WHAT TO WORK ON:
1. Reproduce the passage of the interview about virtual youth programming between "In-person material bag" and "with the changes?", inclusive.
2. According to the interview about virtual youth programming, what are the teen interns developing for the Fearless Ideas students?
3. Continue the interview about virtual youth programming from where it stops.

[SELECTED TEXT — start]

That’s definitely something that we are struggling with right now. For communiTEA sessions in the spring it was open invitation, we invited any of my program volunteers to join CommuniTEA. They weren’t acting as volunteers anymore, they were suddenly participants. We are not sure yet how to train our volunteers to participate in the virtual programming. I think it was really fulfilling for them to write with students and talk about their feelings with us. It was good for our students to see their adult mentors modeling social emotional learning. That’s part of this planning process, figuring out how we engage and retain our volunteers so they are utilizing all their skills. I’ll be sending out a survey for volunteers to share their input because I know they’re going to have a lot of great ideas. Hopefully from their input we can create something that is good for everybody.
We also have a group of amazing teen interns who are acting as mentors in our summer workshops. They are also developing a Black Student Union for our Fearless Ideas students. BSU will be one of our new programs, thanks to our teen leaders.
In-person material bag pick-up for our virtual summer workshops (Bureau of Fearless Ideas).
How would you say the students are dealing with the changes?
They are so eager to join our classes, and to us that's an indication they like coming to our virtual space and that they miss that creativity and engagement. They have expressed that they are lonely and that they are struggling at home, because they don’t get to see friends. I think when you’re a teenager, you have a little more agency, right? You can go see your friends, do social distancing and be safe, you can drive. Younger kids don’t have that agency. Our students are expressing loneliness and are bored. It’s blown us away how excited they are to participate. Give them a writing challenge every week to work on and almost all of them are coming back with so much work and so many ideas to share! I think the level of engagement speaks to just how much they miss and need that interaction that they’re not getting anymore.

[SELECTED TEXT — finish]
[DATA EXTRACTS — start]

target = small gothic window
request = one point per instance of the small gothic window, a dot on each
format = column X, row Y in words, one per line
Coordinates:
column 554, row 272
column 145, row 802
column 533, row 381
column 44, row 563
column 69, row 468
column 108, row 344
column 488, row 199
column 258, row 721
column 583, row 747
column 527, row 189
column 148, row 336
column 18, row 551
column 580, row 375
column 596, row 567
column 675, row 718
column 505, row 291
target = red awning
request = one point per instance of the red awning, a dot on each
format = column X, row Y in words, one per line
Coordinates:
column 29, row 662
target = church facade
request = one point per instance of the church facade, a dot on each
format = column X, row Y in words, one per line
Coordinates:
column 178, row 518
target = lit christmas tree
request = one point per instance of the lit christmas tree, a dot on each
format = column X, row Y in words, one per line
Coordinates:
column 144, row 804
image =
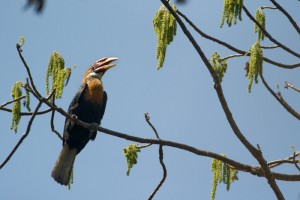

[DATA EXTRACTS — finish]

ANSWERS TO THE TASKS:
1.
In-person material bag pick-up for our virtual summer workshops (Bureau of Fearless Ideas).
How would you say the students are dealing with the changes?

2. A Black Student Union.

3.
Oh okay, I’m glad they’re participating a lot more! What do you believe others can do to help ease problems encountered by your organization?
Our families have always been so appreciative and engaged in our programming, but I would say as we move into fall part of our work will be prioritizing the social emotional wellbeing of the kids. I could see parents really worried about their child’s academics. But if the child doesn't first feel safe and seen and loved and valued, they will struggle academically. And now we’re in this huge COVID and Racism pandemic. We need to focus on the emotional and social health of people. Being patient with kids if their behavior is changing, and being patient with us will be important. We hope that parents can understand that we are going to have to change our programming and what we’ve done for years can’t happen right now. We hope the community can understand that everything we do has been very intentional and thoughtfully done for the wellbeing of the students, and the wellbeing of the staff so that we can continue to provide quality programming for the community, virtually.
"We need to focus on the emotional and social health of people. Being patient with kids if their behavior is changing, and being patient with us will be important."
Awesome! Is there anything else you would like to share with us?
We all know how hard this has been. It's been such a light to be able to engage with our young people, families, and volunteers and hear their ideas. It’s been great to see all the creative ways staying connected and expressing themselves. There’s been a lot of sadness but there’s also been great joy in seeing how amazing our community is. There’s still a lot of hope!